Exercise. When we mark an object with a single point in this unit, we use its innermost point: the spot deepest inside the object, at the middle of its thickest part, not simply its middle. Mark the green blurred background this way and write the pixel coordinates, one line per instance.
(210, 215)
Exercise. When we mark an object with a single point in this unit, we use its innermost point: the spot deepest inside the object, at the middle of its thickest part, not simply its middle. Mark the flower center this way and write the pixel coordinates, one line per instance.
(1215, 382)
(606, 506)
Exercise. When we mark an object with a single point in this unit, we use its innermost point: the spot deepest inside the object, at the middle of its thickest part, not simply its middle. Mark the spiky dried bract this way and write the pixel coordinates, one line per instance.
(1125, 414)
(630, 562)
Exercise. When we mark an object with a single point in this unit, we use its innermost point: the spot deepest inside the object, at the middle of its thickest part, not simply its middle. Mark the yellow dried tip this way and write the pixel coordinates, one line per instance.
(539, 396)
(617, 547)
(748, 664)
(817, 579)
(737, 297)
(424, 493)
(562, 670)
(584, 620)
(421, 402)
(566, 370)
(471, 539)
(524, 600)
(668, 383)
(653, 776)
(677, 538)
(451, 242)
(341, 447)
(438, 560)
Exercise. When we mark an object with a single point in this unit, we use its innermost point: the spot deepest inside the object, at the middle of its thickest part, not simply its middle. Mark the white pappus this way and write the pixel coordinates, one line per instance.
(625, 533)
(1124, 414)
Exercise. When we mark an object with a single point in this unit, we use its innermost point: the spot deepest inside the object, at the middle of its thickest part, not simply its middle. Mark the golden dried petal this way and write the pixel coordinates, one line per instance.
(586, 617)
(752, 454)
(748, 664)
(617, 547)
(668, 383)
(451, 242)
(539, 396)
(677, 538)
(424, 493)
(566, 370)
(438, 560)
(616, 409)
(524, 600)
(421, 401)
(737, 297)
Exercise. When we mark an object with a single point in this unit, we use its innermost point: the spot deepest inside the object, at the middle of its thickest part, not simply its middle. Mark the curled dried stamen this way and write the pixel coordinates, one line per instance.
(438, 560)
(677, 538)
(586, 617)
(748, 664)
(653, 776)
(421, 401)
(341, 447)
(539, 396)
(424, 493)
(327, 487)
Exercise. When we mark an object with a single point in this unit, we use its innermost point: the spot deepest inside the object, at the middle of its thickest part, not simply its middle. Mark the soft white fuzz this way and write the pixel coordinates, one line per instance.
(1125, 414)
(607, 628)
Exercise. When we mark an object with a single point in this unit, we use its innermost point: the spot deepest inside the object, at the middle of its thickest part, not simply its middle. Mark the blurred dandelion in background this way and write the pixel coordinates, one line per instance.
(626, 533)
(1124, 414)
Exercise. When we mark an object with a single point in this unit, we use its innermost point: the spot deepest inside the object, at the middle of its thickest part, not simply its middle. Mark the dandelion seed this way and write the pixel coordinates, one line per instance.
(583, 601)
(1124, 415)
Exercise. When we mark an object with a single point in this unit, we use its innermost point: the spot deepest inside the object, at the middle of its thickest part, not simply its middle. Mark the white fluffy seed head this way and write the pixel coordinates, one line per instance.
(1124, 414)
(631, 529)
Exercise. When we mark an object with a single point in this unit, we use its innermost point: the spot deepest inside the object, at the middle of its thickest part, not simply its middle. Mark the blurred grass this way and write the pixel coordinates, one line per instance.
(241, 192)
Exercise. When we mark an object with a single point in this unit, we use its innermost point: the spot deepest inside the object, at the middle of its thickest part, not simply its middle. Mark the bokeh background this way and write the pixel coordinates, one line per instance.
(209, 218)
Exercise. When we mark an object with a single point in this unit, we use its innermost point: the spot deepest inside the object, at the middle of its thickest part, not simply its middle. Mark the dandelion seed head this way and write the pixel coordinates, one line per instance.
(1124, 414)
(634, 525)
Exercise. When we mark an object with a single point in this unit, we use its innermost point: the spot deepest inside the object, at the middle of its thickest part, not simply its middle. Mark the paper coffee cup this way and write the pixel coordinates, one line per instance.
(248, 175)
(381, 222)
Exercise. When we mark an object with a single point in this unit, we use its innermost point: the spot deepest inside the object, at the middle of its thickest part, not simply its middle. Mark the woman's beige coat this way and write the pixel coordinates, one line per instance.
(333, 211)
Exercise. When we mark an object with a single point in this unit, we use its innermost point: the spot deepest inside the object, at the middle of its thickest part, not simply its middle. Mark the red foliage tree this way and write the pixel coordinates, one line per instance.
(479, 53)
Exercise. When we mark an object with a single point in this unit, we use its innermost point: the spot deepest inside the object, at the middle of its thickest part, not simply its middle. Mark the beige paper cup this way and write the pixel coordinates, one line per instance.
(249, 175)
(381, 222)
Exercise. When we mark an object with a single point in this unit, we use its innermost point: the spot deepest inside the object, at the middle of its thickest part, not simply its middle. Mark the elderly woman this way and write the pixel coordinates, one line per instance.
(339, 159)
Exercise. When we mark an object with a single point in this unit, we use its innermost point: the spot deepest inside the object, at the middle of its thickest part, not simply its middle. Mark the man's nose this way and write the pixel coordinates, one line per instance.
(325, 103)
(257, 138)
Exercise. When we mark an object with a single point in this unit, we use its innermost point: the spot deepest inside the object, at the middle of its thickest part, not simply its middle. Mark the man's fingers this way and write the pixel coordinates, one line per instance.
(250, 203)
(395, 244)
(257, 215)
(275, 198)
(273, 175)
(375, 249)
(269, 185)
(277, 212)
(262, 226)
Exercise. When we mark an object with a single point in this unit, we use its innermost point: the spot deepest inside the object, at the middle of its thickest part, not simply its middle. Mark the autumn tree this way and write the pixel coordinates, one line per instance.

☆ ☆ ☆

# [Short problem]
Print all of the entries again, exactly as written.

# [Result]
Exercise. When we mark an object with a single point in this unit, we use its innermost point: the spot deepest inside the object, at the middle of its thickest part, not simply its middle. Mark the green blurred background this way and write the pixel coordinates, one line per instance.
(210, 215)
Exercise. When we mark an object with a single point in this unit, we use its innermost point: the spot deepest inside the object, at the middle of its thickest part, not simply its middle. Mark the flower center this way and write the pixel coordinates, one line per instance.
(1215, 382)
(606, 506)
Exercise. When we mark an object with a single point in this unit, we use its innermost point: the spot deepest inside the object, at the middle of its thickest part, not simply its middle. Mark the spiky dried bract this way and write the pixel coordinates, one line per instance.
(1125, 414)
(630, 562)
Exercise. When we mark an object with a single point in this unit, we use its innermost point: the spot deepest inside the object, at the middle of its thickest part, not simply its middle. Mark the yellow dried tip this way and write the pixel coordinates, one line per instance.
(539, 396)
(617, 547)
(748, 664)
(817, 579)
(737, 297)
(424, 493)
(562, 670)
(584, 620)
(421, 402)
(566, 370)
(471, 539)
(524, 600)
(668, 383)
(653, 776)
(677, 538)
(451, 242)
(341, 447)
(438, 560)
Exercise. When we mark an object with a single point in this unit, we use its innermost point: the spot deepest inside the object, at the middle of its thickest part, not simply its middle. Mark the white pappus this way and write the pixel coordinates, one line per instance.
(625, 533)
(1124, 414)
Exercise. When we mark an object with a single point in this unit, we use its innermost point: the spot deepest inside the object, at the middle of its thickest part, not simply its middle. Mark the golden dried petal this way and write the pixel coordinates, one line per instance.
(586, 617)
(752, 454)
(748, 664)
(617, 547)
(668, 383)
(451, 242)
(539, 396)
(677, 538)
(424, 493)
(566, 370)
(438, 560)
(616, 409)
(524, 600)
(421, 401)
(737, 297)
Exercise. When we mark an object with a single point in this unit, we use its innermost point: the spot deepest inside the object, at the middle of its thickest part, not simply its middle. Mark the curled dried stamen this way and write the pixel coordinates, one line per instance.
(438, 560)
(677, 538)
(586, 617)
(748, 664)
(653, 776)
(421, 401)
(341, 447)
(539, 396)
(424, 493)
(327, 487)
Exercise. When we mark an object with a single point in this unit, we use its innermost point: the spot deepest inside the object, at the middle of its thickest part, not simply its middle. Mark the soft white fuzz this way and write the pixel coordinates, one line per instance.
(1125, 414)
(607, 628)
Exercise. When we mark an object with a single point in this unit, we use its innermost point: the spot deepest inside the object, at the middle of its thickest part, not simply its middle. Mark the blurred dandelion in background this way and write the pixel coordinates, one line per instance.
(626, 533)
(1124, 414)
Exercise. When we mark an object with a single point in this unit, we use its innermost point: the spot deepest inside the object, at the middle of its thickest part, not simply its middle. Mark the dandelion seed this way and write the pixel coordinates, one line per instance.
(583, 601)
(1124, 415)
Exercise. When we mark an object with a single point in this unit, we use its innermost point: the spot deepest inside the object, at the middle of its thickest part, not simply its middle. Mark the white fluffy seed head this way and write the pixel coordinates, one line per instance.
(1124, 414)
(631, 529)
Exercise. When we mark an object with a single point in this unit, we use its innermost point: the spot deepest inside the object, at the middle of its thickest part, not simply its middle. Mark the blurred grass this way and write the pixel coordinates, one line per instance.
(241, 192)
Exercise. When we mark an object with a single point in this unit, we use its innermost point: the spot deepest inside the object, at the middle of its thickest part, not simply its middle. Mark the bokeh background this way and write the pixel coordinates, one line per instance.
(209, 218)
Exercise. When we mark an object with a single point in this unit, we use its innermost point: the spot deepest inside the object, at the middle of its thickest part, not simply its middle. Mark the dandelion seed head this way and write the pixel coordinates, one line per instance.
(1124, 414)
(634, 525)
Exercise. When we mark an object with a single point in this unit, we use its innermost point: the spot deepest inside the object, at the middle of its thickest part, not simply its middle. Mark the paper coffee cup this way and write the pixel coordinates, one line per instance.
(248, 175)
(381, 222)
Exercise. When we mark an object with a single point in this unit, we use its innermost point: the spot deepest inside the object, at the middle of its thickest part, not simply its middle. Mark the woman's beige coat this way and write the pixel coordinates, one line per instance.
(333, 211)
Exercise. When we mark an object with a single point in this unit, we use its innermost point: the spot deepest inside the object, at the middle of its thickest part, not simply its middle. Mark the red foliage tree this way and write the pixel coordinates, one line per instance.
(479, 53)
Exercise. When we mark an object with a single point in this unit, we use its innermost point: the spot deepest inside the object, at the middle of its thickest part, not simply its middle. Mark the beige paper cup this way and write the pixel coordinates, one line per instance.
(249, 175)
(381, 222)
Exercise. When we mark an object with a single point in this unit, we use its innermost point: the spot deepest inside the object, at the middle of its thickest part, not simply its middle. Mark the elderly woman this way and write the pixel coordinates, one line per instance.
(339, 159)
Exercise. When we mark an object with a single point in this unit, we use its innermost point: the spot deepest inside the object, at the middle of its thickest part, not simply its middle. Mark the man's nose this way and write the pixel coordinates, one line per instance.
(325, 103)
(257, 138)
Exercise. When we mark an object with a single point in this unit, we use its innermost point: the spot deepest inside the object, at the middle of its thickest part, not simply its middle. Mark the man's fingers this way and write the pixel coordinates, one line per instance.
(250, 203)
(395, 244)
(257, 215)
(275, 198)
(273, 175)
(375, 249)
(269, 185)
(277, 212)
(262, 226)
Exercise. When we mark an object with a single point in this unit, we use its innermost point: the spot deepest inside the object, at the middle of its thickest part, not simply its middle. Mark the autumn tree this way and write the pixel coordinates, one line per instance.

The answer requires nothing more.